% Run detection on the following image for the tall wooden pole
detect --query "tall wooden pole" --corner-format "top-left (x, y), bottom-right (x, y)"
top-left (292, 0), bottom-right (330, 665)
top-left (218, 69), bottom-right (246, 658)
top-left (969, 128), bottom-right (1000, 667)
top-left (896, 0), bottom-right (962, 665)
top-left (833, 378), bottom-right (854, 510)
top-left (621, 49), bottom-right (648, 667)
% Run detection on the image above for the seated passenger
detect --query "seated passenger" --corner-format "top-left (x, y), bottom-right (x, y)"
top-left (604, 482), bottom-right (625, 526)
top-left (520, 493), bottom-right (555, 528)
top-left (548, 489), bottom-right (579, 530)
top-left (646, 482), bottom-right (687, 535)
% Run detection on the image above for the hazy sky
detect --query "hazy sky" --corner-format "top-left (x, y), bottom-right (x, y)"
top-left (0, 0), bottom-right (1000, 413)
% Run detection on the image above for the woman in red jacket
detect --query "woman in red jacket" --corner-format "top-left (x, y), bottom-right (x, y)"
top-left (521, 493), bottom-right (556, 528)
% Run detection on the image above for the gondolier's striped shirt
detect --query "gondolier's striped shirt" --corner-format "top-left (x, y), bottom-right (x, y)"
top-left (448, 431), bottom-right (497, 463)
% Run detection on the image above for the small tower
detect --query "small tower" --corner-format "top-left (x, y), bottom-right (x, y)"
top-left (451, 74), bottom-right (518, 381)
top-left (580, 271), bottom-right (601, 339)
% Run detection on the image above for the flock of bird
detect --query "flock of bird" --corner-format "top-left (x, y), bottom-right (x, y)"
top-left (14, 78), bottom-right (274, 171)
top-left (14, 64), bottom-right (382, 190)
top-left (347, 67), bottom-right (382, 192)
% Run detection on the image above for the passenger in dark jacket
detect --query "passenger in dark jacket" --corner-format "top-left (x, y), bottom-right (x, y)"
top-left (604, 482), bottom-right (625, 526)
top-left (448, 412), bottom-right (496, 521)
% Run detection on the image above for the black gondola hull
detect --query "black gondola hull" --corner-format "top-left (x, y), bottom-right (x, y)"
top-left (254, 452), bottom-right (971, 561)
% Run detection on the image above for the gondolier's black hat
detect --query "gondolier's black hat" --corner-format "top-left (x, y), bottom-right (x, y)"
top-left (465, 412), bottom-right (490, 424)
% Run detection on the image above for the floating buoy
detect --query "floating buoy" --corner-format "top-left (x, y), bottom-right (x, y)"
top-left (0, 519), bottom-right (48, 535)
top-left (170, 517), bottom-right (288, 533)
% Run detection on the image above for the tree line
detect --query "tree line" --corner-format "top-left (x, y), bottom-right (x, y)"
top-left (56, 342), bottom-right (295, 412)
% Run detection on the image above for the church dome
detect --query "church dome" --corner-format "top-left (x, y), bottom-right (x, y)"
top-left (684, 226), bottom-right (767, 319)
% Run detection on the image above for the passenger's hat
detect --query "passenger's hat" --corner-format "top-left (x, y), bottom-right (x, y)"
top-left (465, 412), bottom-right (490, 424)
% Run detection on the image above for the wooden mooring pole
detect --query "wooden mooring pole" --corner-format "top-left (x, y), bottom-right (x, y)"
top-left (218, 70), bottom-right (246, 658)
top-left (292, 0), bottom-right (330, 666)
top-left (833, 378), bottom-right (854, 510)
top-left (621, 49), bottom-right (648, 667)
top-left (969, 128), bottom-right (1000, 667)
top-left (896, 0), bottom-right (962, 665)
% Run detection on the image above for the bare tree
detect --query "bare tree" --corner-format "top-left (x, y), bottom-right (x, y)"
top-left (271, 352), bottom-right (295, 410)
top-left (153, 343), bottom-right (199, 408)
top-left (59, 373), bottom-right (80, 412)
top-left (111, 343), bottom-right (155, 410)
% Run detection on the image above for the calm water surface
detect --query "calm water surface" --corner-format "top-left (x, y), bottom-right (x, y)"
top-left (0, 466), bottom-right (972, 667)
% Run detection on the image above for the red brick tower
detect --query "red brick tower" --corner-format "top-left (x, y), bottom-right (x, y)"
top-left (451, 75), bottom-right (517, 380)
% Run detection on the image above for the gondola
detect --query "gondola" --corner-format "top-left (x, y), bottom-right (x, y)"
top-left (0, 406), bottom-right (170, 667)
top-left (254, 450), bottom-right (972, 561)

• Your task
Count the lines in the rows above that contain the word "pole". Give only the number.

• Result
4